Problems:
A) Answer these questions about the text on multilingual bibliographic metadata, one line each:
(i) Which subfield does KBR use to specify the language of a value?
(ii) What does the Israel National Library specify with subfield 9?
(iii) Which two external sources are named as examples for multilingual description?
B) Write the next part of the text on multilingual bibliographic metadata, starting right after its final list item.

### Text shown

Next to the aforementioned options defined in general MARC21 standards, multilinguality issues are quite often solved via local interpretations of this format, in particular by defining specific subfields that contain information about the language of the value in a given field. Such a solution was quite recently implemented at KBR (Royal Library of Belgium), which uses a special subfield @ for specification of the language (in ISO notation).

110 $a Province du Brabant wallon $g Brabant wallon $c Wavre $@ fr-BE

Contrary to the Czech and Belgian solution, the Israel National Library uses subfield 9 for specification of the script:

710 $9 heb $a תליהק ידע הוהי לארשיב

710 $9 lat $a Watchtower Bible and Tract Society of New York

Unfortunately, these rules are defined only as a local extension of MARC21, frequently undocumented, differ among various databases, or often do not exist at all.

Multilinguality issues are taken into account also for the processing of records in other types of bibliographical databases. National bibliometric databases usually register data in vernacular languages as they are used primarily for evaluation purposes at the level of a given country. Nevertheless, at least the most important information on a particular document (title, abstract, keywords) is typically available in another language (predominantly English) for the international audience.

For the most part, references and bibliographical citations are currently language-agnostic. In spite of this, there are now a plethora of citation norms, which predominantly do not use any language specific abbreviations at all – each element (volume, issue etc.) might be defined by its position, or by specific interpunction in the given field –, or prefer to use internationally recognized abbreviations in English or Latin.

(3.2) Multilingual Harmonization for Bibliodata-based Research

Bibliodata-driven research performed on multilingual datasets poses a significant challenge, and researchers commonly face the task of disambiguating language-sensitive values in metadata fields. They may wish, for example, to harmonize the names of publishing houses, authors, or subject descriptions that are expressed in different languages on different databases. These processes typically aim to yield reliable statistical results, for which the harmonization and deduplication of values are crucial. What is more important, researchers may wish to combine different single-language datasets, and their research might entail different standards for disambiguation or deduplication than those that exist in curatorial settings ().

Multilinguality poses an even bigger challenge to the harmonization of metadata contents when creating international datasets. Having investigated the parameters of the bibliodata with regard to the availability of multilingual elements, we propose a dedicated workflow for the preparation of multilingual bibliographical datasets. Such a workflow might not contribute only to further data reuse between bibliodata processors from different countries, but also significantly accelerate comparative research on bibliographical data, providing a path for interconnecting and harmonizing datasets processed in different languages.

The main goal of such a workflow is to ensure that all language-sensitive data elements are machine-readable while respecting multilinguality as such. To do so it is critical to identify language-sensitive data elements, apply multilingual PID systems, and enrich data in a way that respects multilinguality and the machine-readability of data.

From our perspective, enrichment of the bibliographical datasets with multilingual elements should generally be based on the following steps:

  1. identification of metadata fields with multilingual content
  2. identification of external sources useful for multilingual description (e.g. VIAF, Wikidata)
  3. application of harmonization solutions
  4. enrichment of data with PIDs or thesauri while respecting multilinguality of contents
  5. documentation and publication of data

Key elements for implementing such workflows in the case of both research and curatorial praxis are:

  1. the use of data models and standards that allow for direct representation of multilinguality (e.g. by a specific subfield/data element),
  2. further development of multilingual bibliodata infrastructure descriptive thesauri and other knowledge bases with emphasis on incorporating values in less common languages; development of such datasets requires intensive cooperation with GLAM experts and bibliodata researchers,
  3. preparation of dedicated software tools for multilingual enrichment of the given bibliographical datasets.

######
### Raw records

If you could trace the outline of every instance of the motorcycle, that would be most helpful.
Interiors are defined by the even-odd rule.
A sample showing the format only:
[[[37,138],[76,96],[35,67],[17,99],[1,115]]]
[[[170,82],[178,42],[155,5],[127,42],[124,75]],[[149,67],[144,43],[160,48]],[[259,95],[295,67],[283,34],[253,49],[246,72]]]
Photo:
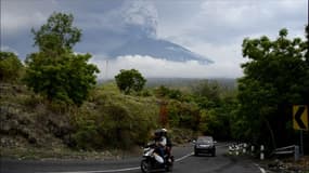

######

Task results:
A)
(i) Subfield @, which gives the language in ISO notation.
(ii) The script.
(iii) VIAF and Wikidata.

B)
Creation of a workflow for multilingual enrichment of the bibliographical data represents only the first step towards this goal. We are suggesting that the SSH Open Marketplace, with its strategies to engage relevant stakeholders, might become an important vehicle for creating such workflows demanding international and cross-sectoral collaboration. What would be of particular value is a detailed presentation of tools (e.g. platforms) emphasizing research reuse of multilingual dataset in the SSH Open Marketplace – namely inclusion of data harmonization workflows for such infrastructures that could serve as tested, scalable workflows. One example of such platforms is the European Literary Bibliography (literarybibliography.eu), a service aggregating bibliographic metadata, or projects such as Share-VDE. At the same time, of course, ensuring creation of multilingual datasets for research purposes will not solve any other existing issues around data quality or data coherence for any possible research or curational need.

(4) Conclusion

Describing and disseminating workflows’ descriptions are an important tools for any academic community of practice, including the bibliographical data community. The role of the workflows is to promote harmonization and interoperability in a dispersed field and to provide an opportunity to better allocate resources and produce reproducible results of scientific works. To that end initiatives such as the SSH Open Marketplace are helpful as a vehicle for standardisation and dissemination.

Bibliodata-related workflows are needed at different levels of data creation and research, both for specific software features or data sources as well as for consolidating methodological aspects of bibliographical data curation at a very general level. Such workflows have to be applied in particular for cleaning, conversion, enrichment and harmonization of the bibliographical data.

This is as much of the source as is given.